▸ Work request: Each entry should be written out again exactly, so that nothing is lost.

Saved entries
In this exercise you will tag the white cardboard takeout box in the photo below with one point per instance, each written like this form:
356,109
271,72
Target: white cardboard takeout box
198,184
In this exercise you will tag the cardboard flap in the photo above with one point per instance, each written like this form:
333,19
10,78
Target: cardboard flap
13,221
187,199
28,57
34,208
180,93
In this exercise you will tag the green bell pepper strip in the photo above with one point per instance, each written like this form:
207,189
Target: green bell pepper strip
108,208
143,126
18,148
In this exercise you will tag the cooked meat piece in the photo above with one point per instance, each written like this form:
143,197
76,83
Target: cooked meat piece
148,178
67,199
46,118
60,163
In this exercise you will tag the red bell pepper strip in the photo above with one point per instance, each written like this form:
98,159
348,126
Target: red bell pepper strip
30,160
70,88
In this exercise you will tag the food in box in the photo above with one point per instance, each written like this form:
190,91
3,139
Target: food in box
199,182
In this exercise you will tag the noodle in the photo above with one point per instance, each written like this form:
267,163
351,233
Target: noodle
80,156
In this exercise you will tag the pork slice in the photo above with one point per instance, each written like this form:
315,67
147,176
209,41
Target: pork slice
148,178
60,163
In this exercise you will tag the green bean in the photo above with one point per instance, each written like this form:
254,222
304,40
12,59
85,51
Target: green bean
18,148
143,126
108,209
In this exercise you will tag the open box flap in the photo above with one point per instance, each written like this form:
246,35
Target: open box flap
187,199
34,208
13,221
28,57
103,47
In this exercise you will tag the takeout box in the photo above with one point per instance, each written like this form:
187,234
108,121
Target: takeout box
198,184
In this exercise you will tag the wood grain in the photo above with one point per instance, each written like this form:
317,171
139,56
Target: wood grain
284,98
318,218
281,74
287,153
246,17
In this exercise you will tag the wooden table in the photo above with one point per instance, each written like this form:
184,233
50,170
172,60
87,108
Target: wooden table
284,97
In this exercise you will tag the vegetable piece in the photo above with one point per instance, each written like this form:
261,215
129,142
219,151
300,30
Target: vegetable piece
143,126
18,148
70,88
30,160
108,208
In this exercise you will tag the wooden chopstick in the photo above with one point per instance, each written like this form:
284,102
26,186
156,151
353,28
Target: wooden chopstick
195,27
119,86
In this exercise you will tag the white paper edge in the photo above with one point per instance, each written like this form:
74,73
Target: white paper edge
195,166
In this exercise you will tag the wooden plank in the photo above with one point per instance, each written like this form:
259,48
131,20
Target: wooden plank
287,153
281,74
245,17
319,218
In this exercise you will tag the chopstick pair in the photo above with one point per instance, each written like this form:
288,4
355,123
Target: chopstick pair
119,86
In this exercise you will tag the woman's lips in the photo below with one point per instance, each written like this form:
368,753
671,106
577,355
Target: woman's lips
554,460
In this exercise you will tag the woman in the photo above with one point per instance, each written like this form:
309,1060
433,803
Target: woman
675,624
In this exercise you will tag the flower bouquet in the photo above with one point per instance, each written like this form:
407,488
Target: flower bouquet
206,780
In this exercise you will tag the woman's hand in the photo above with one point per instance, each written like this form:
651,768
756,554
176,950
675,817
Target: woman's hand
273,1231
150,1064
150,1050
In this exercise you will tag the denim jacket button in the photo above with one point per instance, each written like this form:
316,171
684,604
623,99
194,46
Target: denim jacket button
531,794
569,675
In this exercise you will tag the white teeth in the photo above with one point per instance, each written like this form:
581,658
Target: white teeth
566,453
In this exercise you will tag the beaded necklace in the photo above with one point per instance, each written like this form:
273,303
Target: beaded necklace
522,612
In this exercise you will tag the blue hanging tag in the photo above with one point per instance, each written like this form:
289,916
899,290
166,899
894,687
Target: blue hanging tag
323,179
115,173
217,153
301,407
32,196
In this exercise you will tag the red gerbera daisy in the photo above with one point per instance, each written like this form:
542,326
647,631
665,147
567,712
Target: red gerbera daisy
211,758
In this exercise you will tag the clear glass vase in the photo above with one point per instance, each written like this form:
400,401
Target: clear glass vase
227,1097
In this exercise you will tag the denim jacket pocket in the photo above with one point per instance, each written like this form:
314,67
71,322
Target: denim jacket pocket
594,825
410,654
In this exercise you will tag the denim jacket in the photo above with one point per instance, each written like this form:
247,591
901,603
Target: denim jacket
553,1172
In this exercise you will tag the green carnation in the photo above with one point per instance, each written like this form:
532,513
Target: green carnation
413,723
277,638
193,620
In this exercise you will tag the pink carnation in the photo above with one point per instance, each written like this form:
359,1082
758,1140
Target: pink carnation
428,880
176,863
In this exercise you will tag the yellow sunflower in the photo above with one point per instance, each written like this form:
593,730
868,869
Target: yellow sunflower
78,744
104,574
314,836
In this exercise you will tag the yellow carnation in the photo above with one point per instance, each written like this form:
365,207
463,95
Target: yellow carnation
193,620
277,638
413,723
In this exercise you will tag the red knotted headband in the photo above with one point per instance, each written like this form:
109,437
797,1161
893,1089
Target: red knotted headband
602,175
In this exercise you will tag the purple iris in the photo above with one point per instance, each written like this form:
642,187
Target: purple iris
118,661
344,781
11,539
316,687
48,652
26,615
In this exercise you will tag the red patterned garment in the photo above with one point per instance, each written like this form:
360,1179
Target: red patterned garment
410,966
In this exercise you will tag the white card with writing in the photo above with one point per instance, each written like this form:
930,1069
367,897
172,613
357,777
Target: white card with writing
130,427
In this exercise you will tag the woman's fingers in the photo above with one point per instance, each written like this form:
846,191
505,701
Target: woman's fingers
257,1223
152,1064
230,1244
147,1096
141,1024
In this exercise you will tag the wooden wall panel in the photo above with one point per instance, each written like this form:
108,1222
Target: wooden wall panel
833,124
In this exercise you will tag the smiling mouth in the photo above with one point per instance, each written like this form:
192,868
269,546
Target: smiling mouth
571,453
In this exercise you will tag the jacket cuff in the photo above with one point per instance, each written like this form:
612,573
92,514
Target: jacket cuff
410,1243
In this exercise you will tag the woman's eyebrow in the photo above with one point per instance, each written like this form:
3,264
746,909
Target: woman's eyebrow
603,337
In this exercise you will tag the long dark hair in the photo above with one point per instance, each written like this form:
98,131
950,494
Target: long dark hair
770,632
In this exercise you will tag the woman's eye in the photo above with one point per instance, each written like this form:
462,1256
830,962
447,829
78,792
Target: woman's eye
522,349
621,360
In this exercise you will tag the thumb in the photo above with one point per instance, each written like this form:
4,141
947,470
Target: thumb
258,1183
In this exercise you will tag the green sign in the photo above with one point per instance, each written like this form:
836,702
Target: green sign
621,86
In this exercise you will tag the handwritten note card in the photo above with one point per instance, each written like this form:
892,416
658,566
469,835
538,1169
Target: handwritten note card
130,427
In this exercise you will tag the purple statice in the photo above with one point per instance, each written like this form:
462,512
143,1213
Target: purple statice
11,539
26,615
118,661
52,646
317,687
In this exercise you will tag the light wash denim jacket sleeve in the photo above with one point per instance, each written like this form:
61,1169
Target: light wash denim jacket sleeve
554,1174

▸ Exercise solution:
In this exercise you will tag the white cardboard takeout box in the photo below with one point per instance, each written like this form:
356,109
271,72
Target: white cardboard takeout box
198,184
In this exercise you will tag the cardboard flap in the photo above with one point per instance, each written like this form:
333,19
10,78
Target: cardboard flap
13,221
187,199
28,57
34,208
180,93
In this exercise you will tag the green bell pepper strip in the photo above with one point per instance, each written like this form:
207,189
Target: green bell pepper strip
108,208
143,126
18,148
In this exercise you will tag the cooked meat piece in the photo above with one point per instance, each written like this form:
143,197
76,83
Target: cooked meat piece
148,178
67,199
46,118
60,163
In this exercise you will tag the red bell pepper strip in the photo above with one point per instance, each written like this form:
98,159
348,126
Target: red bell pepper strip
30,160
70,88
In this exercise you will tag the food in box in the photo above with one point per instance, each written like this form:
190,91
3,139
Target: food in box
199,182
In this exercise you will tag the noodle in the photo above with one point per instance, each written like this form:
267,163
351,233
Target: noodle
80,156
In this exercise you will tag the pork slice in the photo above with one point per instance, each written like this form:
315,67
147,176
209,41
Target: pork slice
148,178
60,163
In this exercise you will tag the green bean in the photo above with one point per instance, each written like this form:
254,222
304,40
12,59
85,51
Target: green bean
18,148
143,126
108,209
In this exercise you will tag the open box flap in the photo above with one point per instance, each written like this form:
246,35
Target: open box flap
187,199
34,208
13,221
28,57
103,47
In this exercise you will tag the takeout box in the photo above with one point per instance, each written like this form:
187,234
108,121
Target: takeout box
198,184
In this exercise you will tag the wood grain in the photo above with one point per instance, each written like this form:
317,171
139,56
Target: wood grain
284,98
318,218
281,74
287,153
246,17
In this exercise you will tag the wooden table in the photo above with one point per instance, each written like this form:
184,233
50,170
172,60
87,108
Target: wooden table
284,97
In this exercise you will tag the vegetable piece in the photo above with one point per instance, each written like this form:
261,215
129,142
219,151
300,30
Target: vegetable piece
143,126
18,148
70,88
30,160
108,208
In this exercise you will tag the wooden chopstick in the photo above with one point per instance, each written like this form:
284,102
26,186
156,151
353,28
Target: wooden chopstick
195,27
119,86
In this exercise you will tag the white paper edge in the photo above with one point per instance, each written like this form:
74,73
Target: white paper edge
195,166
In this exercise you will tag the wooden plank in the photo above with one point per instance, each written like this form:
259,48
131,20
Target: wooden plank
287,153
281,74
245,17
319,218
In this exercise you will tag the chopstick pair in the photo above with one point per instance, each written like this form:
288,4
355,123
Target: chopstick pair
119,86
In this exercise you will tag the woman's lips in the photo below with one point per instance, each written like this form:
368,753
671,106
577,355
Target: woman's lips
554,460
In this exercise you will tag the woman in the photo above with one point per instance, each written like this form:
309,1060
433,803
Target: woman
675,624
In this exercise you will tag the flower bouquet in the photo above with one point per instance, each written like this form:
407,488
Target: flower bouquet
206,780
In this exercise you will tag the woman's hand in the photo above with one point per instance, each written like this form:
651,768
756,554
176,950
675,817
Target: woman's hand
273,1231
150,1064
150,1050
In this exercise you will tag the denim jacket button in the photo above with one point per instance, each written like this form:
316,171
684,604
623,99
194,46
Target: denim jacket button
531,794
569,675
In this exercise you will tag the white teeth in the photo above with one point per instance, each written like this form:
581,658
Target: white teeth
566,453
In this exercise you will tag the beaded necklace in the photo above with one point per instance, each written like this form:
273,303
Target: beaded necklace
522,612
In this exercise you will tag the blue hanging tag in the photo above with one point per instance, each written like this form:
289,916
899,290
166,899
894,687
Target: blue hanging tag
323,179
115,173
217,153
301,407
32,196
In this exercise you will tag the red gerbera daisy in the photo above with one point per instance, each written like this form:
542,326
647,631
665,147
567,712
Target: red gerbera daisy
211,758
In this exercise you will tag the clear glass vase in the photo above with one point per instance, each written like this form:
400,401
Target: clear glass vase
227,1097
In this exercise you will tag the denim jacket pocket in the photo above with one point per instance, each written like this form:
314,67
71,322
Target: denim jacket pocket
594,825
410,654
In this exercise you will tag the denim jacket in the photo above with one point per instance, each written like this form:
247,591
901,603
Target: denim jacket
553,1172
In this exercise you will tag the green carnation in the photo above with one point per instance, each written like this form:
532,513
Target: green carnation
413,723
277,638
193,620
In this exercise you will tag the pink carnation in the photo above with one point per instance, each written like this form:
359,1082
758,1140
Target: pink carnation
428,880
176,863
In this exercise you will tag the yellow sunflower in the photo above with one point per instance, each written like this form:
593,730
868,869
Target: yellow sunflower
78,744
104,574
314,836
In this exercise you will tag the yellow carnation in the photo above with one point per instance, each written like this form:
365,207
463,95
Target: yellow carnation
193,620
277,638
413,723
In this exercise you will tag the red knotted headband in the photo above with one point per instance, each written like this form:
109,437
797,1161
893,1089
Target: red knotted headband
602,175
In this exercise you will tag the purple iris in the photo above with one point per instance, each written like this form:
642,187
Target: purple iris
118,661
344,781
11,539
316,687
48,652
26,615
In this exercise you will tag the red patterned garment in the photo above with one point per instance, each written like this form:
360,1179
Target: red patterned garment
410,966
In this exercise you will tag the white card with writing in the photo above with one point per instance, each written like this form:
930,1069
367,897
172,613
357,777
Target: white card with writing
130,427
In this exercise you will tag the woman's fingers in the photo above with one point per instance, each written like this form:
846,191
505,701
Target: woman's fingers
257,1223
152,1064
230,1244
147,1096
141,1024
In this exercise you will tag the wooden wall panel in the photo above with one point per instance, each written like this form:
108,1222
Target: wooden wall panel
833,124
In this exercise you will tag the smiling mouth in the photo above with one point per instance, each written like this form:
192,868
269,546
Target: smiling mouth
571,453
In this exercise you will tag the jacket cuff in the photo above with one point per instance, each written like this form:
612,573
92,514
Target: jacket cuff
410,1243
In this exercise you will tag the woman's eyebrow in the photo above with one point per instance, each written like this form:
3,264
746,909
Target: woman's eyebrow
603,337
In this exercise you will tag the long dark hair in the photo above with one point per instance, each written like this form:
98,131
950,494
Target: long dark hair
770,632
In this exercise you will tag the woman's eye in the photo above with one point per instance, each written like this form:
462,1256
830,962
447,829
78,792
Target: woman's eye
522,349
621,360
In this exercise you will tag the thumb in the photo above with one point per instance, each written like this form:
4,141
947,470
Target: thumb
258,1183
In this exercise you will tag the green sign in the photo above with one point per instance, each written like this form:
836,702
Target: green sign
621,86
In this exercise you will tag the handwritten note card in the photo above with one point per instance, each written like this form:
892,416
658,566
469,835
538,1169
Target: handwritten note card
130,427
In this exercise you will tag the purple statice in the photo above with one point per instance, each written like this form:
462,512
143,1213
Target: purple statice
11,539
26,615
118,661
52,646
317,687
In this exercise you will tag the light wash denim jacket sleeve in the photo above with one point per instance, each written like this form:
61,1169
Target: light wash denim jacket sleeve
554,1174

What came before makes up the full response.